What does he mean by getting the saturation he needs? Ive heard a friend of mine who plays guitar also tell me a couple of times that certain amps didnt have the saturation he wanted. Can anyone enlighten me on what this means? 
Thanks in advance guys.

Regards,
Andrew


----------



## signalgrey (Aug 31, 2009)

instead of pushing the Preamp tubes into distortion he is pushing the POWER tubes into distortion. you can do the same kinda thing with an attentuator, or other methods.

i think thats right. correct me if im wrong.


----------



## TomAwesome (Aug 31, 2009)

When they say saturation, they just mean the clipping and added harmoincs (distortion) from the amp, be it from the preamp (which is what would be affected by the Maxon) or the power amp.


----------



## ellengtrgrl (Aug 31, 2009)

Just another name for distortion/clipping. Saturation is a term that's been used for a long time in solid state electronics (I have a bit of an electronics background - electronics classes for engineering degree #1 back in the 80s, a ham radio license for 31 years [yes I'm a bit of a girl techno geek - I've even restored old ham radios]). It's basically used to mean that the acitve device (transistor, IC, FET) is working outside of it's linear region (where a clean signal is outputted after amplification), and is in the operating region where it distorts everything. 

Over the past few years, I've been hearing, and reading a lot of comments about tube saturation. Yeaahhhh.......I guess so. After all, a tube amp can distort. But we never called it that. We old timers typically just said that the signal was clipping or distorting out of a tube amp. I guess since most solid state devices usually mega clip/distort, when they distort (it's kind of hard to do vintage low gain soft clipping/distortion with a transistor amp, ala a 60s Marshall Super Lead,without doing some serious circuit tricks), I guess you could say that uber high gain tube amps that clip as ferociously as Dime's solid state Randalls did, are saturating.


----------



## petereanima (Aug 31, 2009)

signalgrey said:


> instead of pushing the Preamp tubes into distortion he is pushing the POWER tubes into distortion. you can do the same kinda thing with an attentuator, or other methods.
> 
> i think thats right. correct me if im wrong.



but in the current (KSE) case its meant to overdrive the preamp-tubes, becaues they have (i assume) the maxons in front of the amp, so the input-preamp-tube is going to be overdriven, which is nowadays with highgain amps a common thing.

@thread-starter: you can compare "DRY" versus "SATURATED" tone. for a dry tone, listen for example to the tone on the last The Faceless record, or the first song on Arsis' "We Are The Nightmare". a very dry, less "gain"-y sound. for the opposite, take a listen on the last Cannibal Corpse records. gain cranked + boosted with Boss MetalZone-pedals (iirc) for extra saturation and tightening.
==============================
Required actions:
- A) Could you give the stretch of the entries below, from the line containing "metal wall in the photo above." through the line containing "(527, 1204)", as a JSON list of strings with one string per line and blank lines left out?
- B) Can you take the forum discussion above about amp saturation further, continuing it from its last line?

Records
==============================
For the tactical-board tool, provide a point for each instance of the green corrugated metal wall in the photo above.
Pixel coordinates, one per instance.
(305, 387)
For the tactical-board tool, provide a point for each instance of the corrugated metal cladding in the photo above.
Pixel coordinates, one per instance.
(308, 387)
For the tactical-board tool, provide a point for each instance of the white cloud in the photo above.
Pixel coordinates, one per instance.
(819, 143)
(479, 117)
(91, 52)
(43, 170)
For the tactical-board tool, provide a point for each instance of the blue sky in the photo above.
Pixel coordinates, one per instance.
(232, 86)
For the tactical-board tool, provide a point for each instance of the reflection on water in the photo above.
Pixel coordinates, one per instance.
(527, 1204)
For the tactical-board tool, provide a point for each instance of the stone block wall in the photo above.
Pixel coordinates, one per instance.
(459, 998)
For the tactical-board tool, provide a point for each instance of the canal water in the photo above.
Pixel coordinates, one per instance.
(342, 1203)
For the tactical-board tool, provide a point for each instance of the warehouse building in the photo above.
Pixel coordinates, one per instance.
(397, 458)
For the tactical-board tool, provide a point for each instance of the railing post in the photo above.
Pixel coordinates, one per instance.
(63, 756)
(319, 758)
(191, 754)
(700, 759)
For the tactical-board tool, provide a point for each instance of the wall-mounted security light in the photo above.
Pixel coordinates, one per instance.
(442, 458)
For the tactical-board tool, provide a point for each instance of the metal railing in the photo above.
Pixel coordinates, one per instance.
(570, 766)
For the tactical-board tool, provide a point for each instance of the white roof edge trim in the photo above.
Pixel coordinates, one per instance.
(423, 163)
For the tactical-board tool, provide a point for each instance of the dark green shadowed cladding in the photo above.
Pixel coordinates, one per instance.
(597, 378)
==============================
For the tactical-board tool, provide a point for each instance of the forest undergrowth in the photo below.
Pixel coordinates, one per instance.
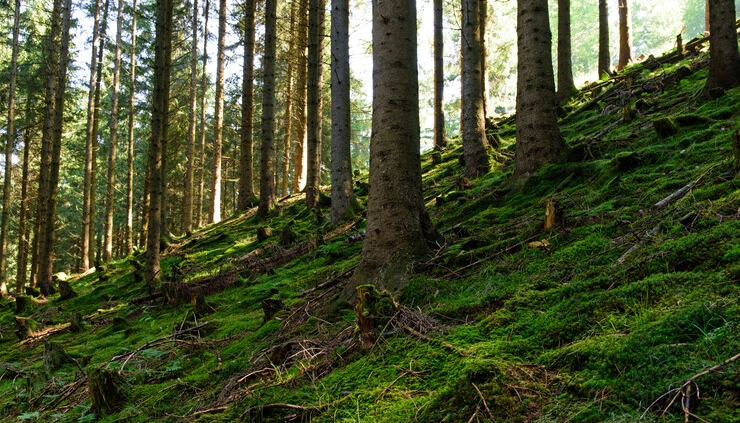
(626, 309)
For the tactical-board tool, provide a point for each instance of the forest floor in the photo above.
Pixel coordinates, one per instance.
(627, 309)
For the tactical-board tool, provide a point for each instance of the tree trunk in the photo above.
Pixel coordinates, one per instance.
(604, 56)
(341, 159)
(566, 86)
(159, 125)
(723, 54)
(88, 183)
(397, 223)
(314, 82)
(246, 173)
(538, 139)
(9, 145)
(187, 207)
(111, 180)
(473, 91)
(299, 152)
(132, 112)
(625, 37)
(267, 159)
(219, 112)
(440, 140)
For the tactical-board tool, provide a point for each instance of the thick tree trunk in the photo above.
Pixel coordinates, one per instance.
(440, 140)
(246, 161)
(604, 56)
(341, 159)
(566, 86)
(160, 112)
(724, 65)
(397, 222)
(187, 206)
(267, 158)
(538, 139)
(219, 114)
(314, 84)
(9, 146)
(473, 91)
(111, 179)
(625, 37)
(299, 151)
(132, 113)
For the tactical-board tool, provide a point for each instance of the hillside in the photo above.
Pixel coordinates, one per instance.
==============================
The replies:
- A)
[
  "For the tactical-board tool, provide a point for each instance of the green corrugated metal wall in the photo above.",
  "Pixel coordinates, one per instance.",
  "(305, 387)",
  "For the tactical-board tool, provide a point for each instance of the corrugated metal cladding in the photo above.",
  "Pixel coordinates, one per instance.",
  "(308, 387)",
  "For the tactical-board tool, provide a point for each instance of the white cloud in the photo above.",
  "Pixel coordinates, one per instance.",
  "(819, 143)",
  "(479, 117)",
  "(91, 52)",
  "(43, 170)",
  "For the tactical-board tool, provide a point for each instance of the blue sky in the photo above.",
  "Pixel coordinates, one per instance.",
  "(232, 86)",
  "For the tactical-board tool, provide a point for each instance of the reflection on water in the photo above.",
  "Pixel coordinates, one per instance.",
  "(527, 1204)"
]

- B)
the power-amp saturation is a kinda different thing, you usually only get this when you really crank the shit out of the master-volume, and most modern amps are designed that you do not want that (therefor the insane amounts of headroom). this was used on old marshalls etc. - many people confuse "power-tube-saturation" with "sounds better when louder". while the second one is mostly true, it has nothing to do with power tube saturation, but with the heard frequencies which can be heard after reaching a level of volume.


----------



## Metalus (Aug 31, 2009)

I gotta test all this out when i get a chance. So lets say if i wanted to get a nice level of saturation on my ENGL Savage 120, how would i set my channel volume and my master volume? would i put y channel volume at noon and crank the master? or would i have high channel volume and low master volume?


----------



## petereanima (Aug 31, 2009)

the Savage is already pretty saturated, for a more dryer tone turn the gain 50% back and here if you like it.


----------



## budda (Sep 2, 2009)

Metalus said:


> I gotta test all this out when i get a chance. So lets say if i wanted to get a nice level of saturation on my ENGL Savage 120, how would i set my channel volume and my master volume? would i put y channel volume at noon and crank the master? or would i have high channel volume and low master volume?



You'd experiment.

You said you wanted a nice level of saturation - but you didn't say from the preamp or the power section.


----------



## Metalus (Sep 2, 2009)

petereanima said:


> the Savage is already pretty saturated, for a more dryer tone turn the gain 50% back and here if you like it.



Hmmm im confused . what do u mean by back 50% and here? any specific settings?



budda said:


> You'd experiment.
> 
> You said you wanted a nice level of saturation - but you didn't say from the preamp or the power section.



I would wanna try out both. I guess i could get an 0d808 and put it in the front to saturate the pre amp. How would i go about saturating the power section then? Lowering my channel volume and cranking the master?


----------



## budda (Sep 2, 2009)

he means "and hear if you like it".

if you want to get preamp saturation, all you have to do is turn the gain knob on the distortion channel up - no boost necessary to hear what that sounds like.

if you want to hear power amp saturation, crank a marshall plexi.

or, keep the gain real low on your drive channel, turn your channel volume to 4, and max your master volume.


----------



## petereanima (Sep 3, 2009)

Metalus said:


> Hmmm im confused . what do u mean by back 50% and here? any specific settings?



sorry! yeah, what budda said -was a typo and should read "turn back the gain by 50% - and HEAR if you like it"


----------



## Scali (Sep 3, 2009)

Saturation is basically when you've 'filled up' the input signal beyond the maximum input level, and it starts distorting (rather than just linearly amplifying the input sound). Saturation is a term also used in photography or video... Eg when something is so bright that it is the maximum white level the equipment can take, and then starts to 'bleed' into the rest of the image. Which is also a form of distortion.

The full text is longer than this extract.